# Start of Page extract

Realising his deal is a dud, Dave's coming up with ever more ridiculous arguments.
More I read up on it, more I think we should join EEA in interim, and then negotiate bilateral deal in longer term so we ain't pressured by two year Article limit.
Joining the EEA is not a question of sending off a form and a cheque for the membership fee. It would (I think) require the unanimous consent of the thirty countries involved. I can't see it being finalised in two years TBH. I think it's more likely that we'd agree some kind of extension or temporary arrangement with the EU while negotiations continue.
Of course, it's a bit late to be thinking about these issues now. The preparatory work should have been done over the last three years.
It seems that you genuinely can't understand why you're seen the way you are.
You're demanding certainties from Leave but not from Remain in a situation when neither can give absolute assurances about the future. This might be a legitimate position to hold, but not if one wishes to be seen as dispassionate and even-handed.
I'm not demanding certainties, I'm asking what the general direction is. Freedom of movement or not? That's a biggie, right? Is the City likely to prosper more under the alternative or not? That's a key one for me.
As for being dispassionate or even-handed, I'm not trying to be even-handed, I'm trying to be right. If an argument is rubbish, it is rubbish. Saying so - even if I am wrong - doesn't make me dishonest, partisan, a 'Europhile', or 'devout'.
Some things have no right answer. I think it's likely there will be economic pain in the short term if we Leave, and similarly that if we Remain we'll be dragged along the road to a country called Europe against our will with the vote used as an excuse.
When the status quo isn't an option and both choices are worse, how do you choose?
More I read up on it, more I think we should join EEA in interim, and then negotiate bilateral deal in longer term so we ain't pressured by two year Article limit.
Joining the EEA is not a question of sending off a form and a cheque for the membership fee. It would (I think) require the unanimous consent of the thirty countries involved. I can't see it being finalised in two years TBH. I think it's more likely that we'd agree some kind of extension or temporary arrangement with the EU while negotiations continue.
Of course, it's a bit late to be thinking about these issues now. The preparatory work should have been done over the last three years.
Some things have no right answer. I think it's likely there will be economic pain in the short term if we Leave, and similarly that if we Remain we'll be dragged along the road to a country called Europe against our will with the vote used as an excuse.

# End of Page extract
# Start of Data supplied

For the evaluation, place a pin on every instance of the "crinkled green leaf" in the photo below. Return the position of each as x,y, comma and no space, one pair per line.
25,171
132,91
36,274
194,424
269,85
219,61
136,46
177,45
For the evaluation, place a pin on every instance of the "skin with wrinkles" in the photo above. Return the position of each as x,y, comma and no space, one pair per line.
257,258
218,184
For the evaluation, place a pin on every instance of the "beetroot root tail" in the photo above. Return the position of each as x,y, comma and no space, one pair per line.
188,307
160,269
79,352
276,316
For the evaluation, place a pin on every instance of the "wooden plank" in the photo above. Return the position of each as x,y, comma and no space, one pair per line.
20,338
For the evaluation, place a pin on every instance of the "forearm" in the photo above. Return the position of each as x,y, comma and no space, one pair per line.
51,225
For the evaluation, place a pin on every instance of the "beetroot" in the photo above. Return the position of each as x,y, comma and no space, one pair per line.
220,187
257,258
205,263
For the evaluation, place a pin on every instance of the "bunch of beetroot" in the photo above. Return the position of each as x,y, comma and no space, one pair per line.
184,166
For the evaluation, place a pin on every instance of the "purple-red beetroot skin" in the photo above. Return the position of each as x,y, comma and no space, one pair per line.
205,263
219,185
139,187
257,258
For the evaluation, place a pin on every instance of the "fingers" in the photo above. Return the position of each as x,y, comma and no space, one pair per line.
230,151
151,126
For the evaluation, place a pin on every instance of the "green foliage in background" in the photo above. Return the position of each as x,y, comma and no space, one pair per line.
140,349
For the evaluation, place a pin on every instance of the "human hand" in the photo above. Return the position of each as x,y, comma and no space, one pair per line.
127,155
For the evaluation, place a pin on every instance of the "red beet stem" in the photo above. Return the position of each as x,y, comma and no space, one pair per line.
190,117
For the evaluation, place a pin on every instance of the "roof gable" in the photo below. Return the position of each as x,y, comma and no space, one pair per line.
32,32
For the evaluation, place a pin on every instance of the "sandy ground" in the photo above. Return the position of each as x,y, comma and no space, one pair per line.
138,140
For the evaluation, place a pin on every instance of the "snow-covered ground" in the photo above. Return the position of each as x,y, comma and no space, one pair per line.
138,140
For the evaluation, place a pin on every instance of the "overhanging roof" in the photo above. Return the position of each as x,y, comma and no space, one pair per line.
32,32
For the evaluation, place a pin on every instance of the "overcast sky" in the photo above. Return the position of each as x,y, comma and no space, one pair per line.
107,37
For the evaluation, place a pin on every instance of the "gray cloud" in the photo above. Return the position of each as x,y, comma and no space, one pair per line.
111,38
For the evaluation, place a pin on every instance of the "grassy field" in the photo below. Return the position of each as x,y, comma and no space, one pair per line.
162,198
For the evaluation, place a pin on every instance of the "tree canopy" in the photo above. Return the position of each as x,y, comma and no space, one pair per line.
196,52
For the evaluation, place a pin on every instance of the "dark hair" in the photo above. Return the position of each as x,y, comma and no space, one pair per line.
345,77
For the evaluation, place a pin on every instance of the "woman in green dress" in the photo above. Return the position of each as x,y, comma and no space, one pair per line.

# End of Data supplied

Challenges:
a) Extract the passage from the Brexit discussion starting at "You're demanding certainties" and ending at "one for me.".
b) Render this sentence from the Brexit discussion in French: "When the status quo isn't an option and both choices are worse, how do you choose?"
The entries aren't needed.

Answers:
a)
You're demanding certainties from Leave but not from Remain in a situation when neither can give absolute assurances about the future. This might be a legitimate position to hold, but not if one wishes to be seen as dispassionate and even-handed.
I'm not demanding certainties, I'm asking what the general direction is. Freedom of movement or not? That's a biggie, right? Is the City likely to prosper more under the alternative or not? That's a key one for me.

b) Quand le statu quo n'est pas une option et que les deux choix sont pires, comment choisir ?